■ TEXTAUSZUG
* * * * *

Am Ende eines Jahres wird Bilanz gezogen Zahlen berechnet und Statistiken erstellt. Wer steht ganz oben? Wer war am beliebtesten und bildet den Spitzenreiter? Das gilt auch für das Fernsehen. Einschaltquoten werden ermittelt und die TOP 10 des deutschen Fernsehens erstellt. Raten Sie mal wer ganz oben steht.
Tatsächlich waren es die Spiele der Deutschen Mannschaft bei der WM in Qatar, aber nur knapp. Spannender ist die Frager welches regelmäßige Sendeformat die Spitzenplätze erobert hat. Vielleicht ahnen Sie es schon? Die ersten vier Plätze nimmt der Tatort ein. Wahrscheinlich überrascht es nicht,, dass die Produktionen aus Münster ganz weit vorne liegen. Viel Unterschied zu einem WM-Spiel ist da nicht mehr. Erst auf Platz fünf und sechs folgen ein Brennpunkt und eine Samstagabend-Show.
Die Deutschen sind das “Krimi”-Volk Europas. In keinem Land werden mehr Krimis gesehen als bei uns. Jeden Abend können Sie Blaulicht hören, Morde miterleben und mit einer breiten Auswahl an Kommissare mitfiebern. Woher kommt diese Lust am Verbrechen und ihrem Aufdecken?
Darüber haben sich Redakteure der FAZ Gedanken gemacht und mehrere Antworten gefunden. Sie haben errechnet, dass an einem beliebigen Montagabend auf allen öffentlich-rechtlichen und privaten Sendern von 20.00 Uhr bis Mitternacht rund 15 Stunden Morde zu sehen sind. Das gilt ähnlich für die Hörspiele im Radio und natürlich die Literaturlisten der Bestseller. Die Antwort ist überraschend: Die Deutschen schauen Krimis, weil sie sie als beruhigend empfinden. Die Erwartungen sind klar und die Handlungen überraschen in der Regel nicht. Klar abgesteckt sind die Grenzen zwischen Gut und Böse und am Ende siegt das Gute. Gänzlich zuwider sind den Deutschen Krimis mit offenem Ende, die also grundsätzlich die Möglichkeit offen lassen, dass die Verbrecher triumphieren Ideal ist es, wenn, wie im Münsteraner Tatort, die Ermittler sympathisch rüberkommen und man sich leicht mit ihnen identifizieren kann. Am Ende ist die Ordnung, die durch das Verbrechen gestört wurde, neu hergestellt. Das Gute hat gesiegt und die Welt ist wieder sicher.

* * * * *

■ DATENAUSZUG
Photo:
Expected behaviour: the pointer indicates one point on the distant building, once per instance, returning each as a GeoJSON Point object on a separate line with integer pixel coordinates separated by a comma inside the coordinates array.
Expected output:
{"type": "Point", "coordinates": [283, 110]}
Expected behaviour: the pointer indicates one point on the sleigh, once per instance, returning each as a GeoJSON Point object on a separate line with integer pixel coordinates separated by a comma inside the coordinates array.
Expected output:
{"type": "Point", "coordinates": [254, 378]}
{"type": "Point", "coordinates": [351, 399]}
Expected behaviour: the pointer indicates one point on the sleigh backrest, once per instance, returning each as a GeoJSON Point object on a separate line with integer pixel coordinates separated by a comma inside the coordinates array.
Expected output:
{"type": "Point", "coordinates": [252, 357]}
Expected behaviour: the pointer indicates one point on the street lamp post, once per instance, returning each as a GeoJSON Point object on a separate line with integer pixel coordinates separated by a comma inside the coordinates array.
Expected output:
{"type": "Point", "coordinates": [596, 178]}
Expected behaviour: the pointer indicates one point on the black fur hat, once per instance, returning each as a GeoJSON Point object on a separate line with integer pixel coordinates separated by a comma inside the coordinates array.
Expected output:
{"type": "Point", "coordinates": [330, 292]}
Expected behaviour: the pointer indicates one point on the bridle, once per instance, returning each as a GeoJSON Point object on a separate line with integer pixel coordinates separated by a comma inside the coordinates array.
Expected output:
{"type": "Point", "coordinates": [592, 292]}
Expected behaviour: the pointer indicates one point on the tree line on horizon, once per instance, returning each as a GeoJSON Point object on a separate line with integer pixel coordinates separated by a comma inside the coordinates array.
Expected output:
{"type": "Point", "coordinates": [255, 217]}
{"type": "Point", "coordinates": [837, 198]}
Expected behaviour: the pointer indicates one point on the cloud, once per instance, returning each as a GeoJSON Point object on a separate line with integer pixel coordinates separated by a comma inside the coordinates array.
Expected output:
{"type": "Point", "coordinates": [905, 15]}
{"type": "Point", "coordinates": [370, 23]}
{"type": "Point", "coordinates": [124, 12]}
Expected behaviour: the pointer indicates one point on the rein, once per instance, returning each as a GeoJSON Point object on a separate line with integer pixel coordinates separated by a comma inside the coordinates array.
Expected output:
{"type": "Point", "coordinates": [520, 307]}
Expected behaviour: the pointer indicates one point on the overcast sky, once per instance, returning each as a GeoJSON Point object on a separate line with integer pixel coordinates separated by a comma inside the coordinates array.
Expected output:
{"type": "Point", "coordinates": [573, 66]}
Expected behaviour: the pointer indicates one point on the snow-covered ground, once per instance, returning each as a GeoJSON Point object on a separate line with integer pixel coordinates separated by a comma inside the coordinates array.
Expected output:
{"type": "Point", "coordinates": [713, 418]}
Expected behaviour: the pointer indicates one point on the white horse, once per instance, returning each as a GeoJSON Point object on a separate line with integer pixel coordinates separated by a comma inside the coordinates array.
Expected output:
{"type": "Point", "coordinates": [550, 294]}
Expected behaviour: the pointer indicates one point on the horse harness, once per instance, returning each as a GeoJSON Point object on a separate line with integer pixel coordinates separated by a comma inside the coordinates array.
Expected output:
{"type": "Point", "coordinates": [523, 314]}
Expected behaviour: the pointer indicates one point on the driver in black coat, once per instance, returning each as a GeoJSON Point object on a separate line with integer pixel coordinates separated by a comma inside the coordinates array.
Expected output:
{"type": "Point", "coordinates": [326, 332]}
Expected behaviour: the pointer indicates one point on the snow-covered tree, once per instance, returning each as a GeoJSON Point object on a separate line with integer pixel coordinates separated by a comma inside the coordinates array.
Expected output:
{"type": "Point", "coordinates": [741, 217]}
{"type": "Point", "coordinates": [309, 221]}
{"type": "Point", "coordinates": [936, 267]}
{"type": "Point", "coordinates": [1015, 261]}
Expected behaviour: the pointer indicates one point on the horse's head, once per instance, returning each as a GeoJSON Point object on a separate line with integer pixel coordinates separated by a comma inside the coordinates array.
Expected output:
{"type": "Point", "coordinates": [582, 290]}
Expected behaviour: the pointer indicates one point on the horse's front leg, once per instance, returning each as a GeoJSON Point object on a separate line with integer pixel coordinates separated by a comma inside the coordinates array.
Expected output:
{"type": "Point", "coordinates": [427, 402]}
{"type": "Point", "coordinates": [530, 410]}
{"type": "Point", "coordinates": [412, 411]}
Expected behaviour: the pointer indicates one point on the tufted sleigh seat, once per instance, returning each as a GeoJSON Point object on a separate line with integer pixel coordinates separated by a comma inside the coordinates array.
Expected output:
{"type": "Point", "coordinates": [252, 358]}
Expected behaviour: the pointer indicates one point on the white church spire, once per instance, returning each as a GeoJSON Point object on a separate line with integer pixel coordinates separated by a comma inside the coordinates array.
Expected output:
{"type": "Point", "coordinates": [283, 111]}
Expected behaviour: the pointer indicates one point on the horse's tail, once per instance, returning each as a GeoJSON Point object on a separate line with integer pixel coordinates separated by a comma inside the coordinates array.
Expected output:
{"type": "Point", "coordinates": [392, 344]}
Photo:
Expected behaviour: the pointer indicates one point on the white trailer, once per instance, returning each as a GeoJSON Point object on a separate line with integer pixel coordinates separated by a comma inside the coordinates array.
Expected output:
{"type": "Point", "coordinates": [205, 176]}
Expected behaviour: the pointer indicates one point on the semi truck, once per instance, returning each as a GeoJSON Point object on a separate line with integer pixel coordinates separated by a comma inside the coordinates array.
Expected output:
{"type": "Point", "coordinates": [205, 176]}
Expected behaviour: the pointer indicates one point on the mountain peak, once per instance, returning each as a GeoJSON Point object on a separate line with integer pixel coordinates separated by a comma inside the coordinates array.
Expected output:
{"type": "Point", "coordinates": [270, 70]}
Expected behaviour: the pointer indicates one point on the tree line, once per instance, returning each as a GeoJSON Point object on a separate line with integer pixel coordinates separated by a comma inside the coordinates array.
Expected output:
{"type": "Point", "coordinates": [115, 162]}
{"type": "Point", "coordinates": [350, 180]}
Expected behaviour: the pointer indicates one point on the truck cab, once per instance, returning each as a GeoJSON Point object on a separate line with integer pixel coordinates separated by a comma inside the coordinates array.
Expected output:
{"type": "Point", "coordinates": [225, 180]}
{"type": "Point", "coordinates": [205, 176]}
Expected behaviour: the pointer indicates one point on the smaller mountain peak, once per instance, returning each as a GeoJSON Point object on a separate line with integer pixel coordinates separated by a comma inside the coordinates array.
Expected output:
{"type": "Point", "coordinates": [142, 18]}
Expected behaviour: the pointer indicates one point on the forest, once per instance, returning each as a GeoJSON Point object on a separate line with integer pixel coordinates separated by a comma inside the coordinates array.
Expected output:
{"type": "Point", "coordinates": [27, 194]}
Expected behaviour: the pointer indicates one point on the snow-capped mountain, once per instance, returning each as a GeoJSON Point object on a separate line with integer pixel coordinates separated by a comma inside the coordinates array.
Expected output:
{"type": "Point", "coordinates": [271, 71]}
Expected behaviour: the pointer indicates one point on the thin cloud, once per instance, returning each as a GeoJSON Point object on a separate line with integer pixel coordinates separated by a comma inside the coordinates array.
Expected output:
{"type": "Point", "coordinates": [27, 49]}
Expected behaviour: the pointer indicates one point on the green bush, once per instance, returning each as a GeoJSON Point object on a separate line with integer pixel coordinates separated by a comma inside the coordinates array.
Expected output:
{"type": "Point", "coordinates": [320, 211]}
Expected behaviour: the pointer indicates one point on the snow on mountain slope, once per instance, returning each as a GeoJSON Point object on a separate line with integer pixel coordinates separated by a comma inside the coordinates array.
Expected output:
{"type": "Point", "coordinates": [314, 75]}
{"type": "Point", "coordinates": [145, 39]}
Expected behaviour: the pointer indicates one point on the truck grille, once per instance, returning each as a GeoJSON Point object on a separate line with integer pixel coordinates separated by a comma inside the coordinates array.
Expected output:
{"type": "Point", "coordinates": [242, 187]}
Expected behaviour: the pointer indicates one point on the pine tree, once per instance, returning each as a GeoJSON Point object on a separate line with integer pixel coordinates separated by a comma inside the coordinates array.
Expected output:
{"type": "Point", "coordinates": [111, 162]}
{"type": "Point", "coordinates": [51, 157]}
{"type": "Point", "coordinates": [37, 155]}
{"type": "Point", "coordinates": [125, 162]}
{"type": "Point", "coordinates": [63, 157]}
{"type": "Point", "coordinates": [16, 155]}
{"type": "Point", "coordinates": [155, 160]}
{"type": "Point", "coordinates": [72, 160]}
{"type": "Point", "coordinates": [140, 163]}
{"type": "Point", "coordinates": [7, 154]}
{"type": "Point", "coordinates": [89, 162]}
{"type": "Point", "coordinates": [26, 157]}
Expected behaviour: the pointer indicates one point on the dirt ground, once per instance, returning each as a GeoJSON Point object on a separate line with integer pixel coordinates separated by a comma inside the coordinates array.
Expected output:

* * * * *

■ OFFENE AUFGABEN
**A)** Würden Sie aus dem Text über Krimis im deutschen Fernsehen die Stelle abschreiben, die bei den Worten „Tatsächlich waren es“ beginnt und nach „und ihrem Aufdecken?“ endet?
**B)** Welche Sendungen und Sendeformate nennt der Text über Krimis im deutschen Fernsehen im Zusammenhang mit den TOP 10 der Einschaltquoten?
**C)** Wie würden Sie den Text über Krimis im deutschen Fernsehen nach seinem letzten Satz fortsetzen?
Die Zeilen werden hierfür nicht gebraucht.

■ SCHRIFTLICHE ANTWORTEN
**A)**
Tatsächlich waren es die Spiele der Deutschen Mannschaft bei der WM in Qatar, aber nur knapp. Spannender ist die Frager welches regelmäßige Sendeformat die Spitzenplätze erobert hat. Vielleicht ahnen Sie es schon? Die ersten vier Plätze nimmt der Tatort ein. Wahrscheinlich überrascht es nicht,, dass die Produktionen aus Münster ganz weit vorne liegen. Viel Unterschied zu einem WM-Spiel ist da nicht mehr. Erst auf Platz fünf und sechs folgen ein Brennpunkt und eine Samstagabend-Show.
Die Deutschen sind das “Krimi”-Volk Europas. In keinem Land werden mehr Krimis gesehen als bei uns. Jeden Abend können Sie Blaulicht hören, Morde miterleben und mit einer breiten Auswahl an Kommissare mitfiebern. Woher kommt diese Lust am Verbrechen und ihrem Aufdecken?

**B)**
- Spiele der Deutschen Mannschaft bei der WM in Qatar
- Tatort
- Brennpunkt
- Samstagabend-Show

**C)**
Es braucht nicht viel denkerischen Aufwand, um dahinter auch eine Sehnsucht für die Wirklichkeit der Welt und das eigenen Leben zu entdecken. Eine Welt, die aus den Fugen geraten ist, wird durch Menschen wie du und ich wieder ins Lot gebracht. Aber leider korrespondiert das nicht unbedingt mit unseren Erfahrungen am Ende eines Jahres. Dieses Jahr war weniger ein Krimi als ein Psychodrama. Wäre es ein Krimi, dann müsste in den letzten Minuten den Guten doch ein Geistesblitz kommen, wie man den Bösen doch noch zur Strecke bringt. Aber das scheint ziemlich aussichtslos. Es ist auch nicht immer so eindeutig, wer wirklich der Böse und wer der Gute ist. Ziemlich sicher zählen wir Putin zu den Bösen, aber am Beginn dieses Jahres waren wir uns da nicht so sicher. Und ob nicht auch auf der anderen Seite Verbrechen begangen werden, wird wohl niemand ausschließen wollen. Dazu sind wir zu oft eines Besseren belehrt worden.
Einig sind sich viele, dass die Welt und die Kirche 2022 völlig die Ordnung verloren hat. Wir sehen Erosionsprozesse in der Politik, in der Gesellschaft und in der Kirche, die wir am Anfang des Jahres so nicht erahnt haben. Und nirgends erhebt sich der Held, der wieder alles so fügt, dass es passt und gut wird. Eher beschleicht uns die Angst, dass wir erst noch am Anfang eines völligen Zusammenbruchs stehen. Ein Ende ist jedenfalls nicht absehbar, weder für die großen Krisen, die die Welt erschüttern, noch für den Auflösungsprozess, den die katholische Kirche gerade durchmacht.
Auf den James Bond des Himmels zu warten, wird sich als vergeblich erweisen. Die Lesung aus dem Buch des Propheten Jesaja kündigt auch nicht den göttlichen Sherlock Holmes oder den himmlischen James Bond an, sondern ein harmloses und ohnmächtiges Kind. Haben wir nicht mehr anzubieten, um die Welt zu retten? (Leider) Nein! Er ist bestens geeignet, Licht in das Dunkel der Welt zu bringen, so deuten wir die Lesung aus dem Buch des Propheten Jesaja, wie wir zur Heiligen Nacht hören.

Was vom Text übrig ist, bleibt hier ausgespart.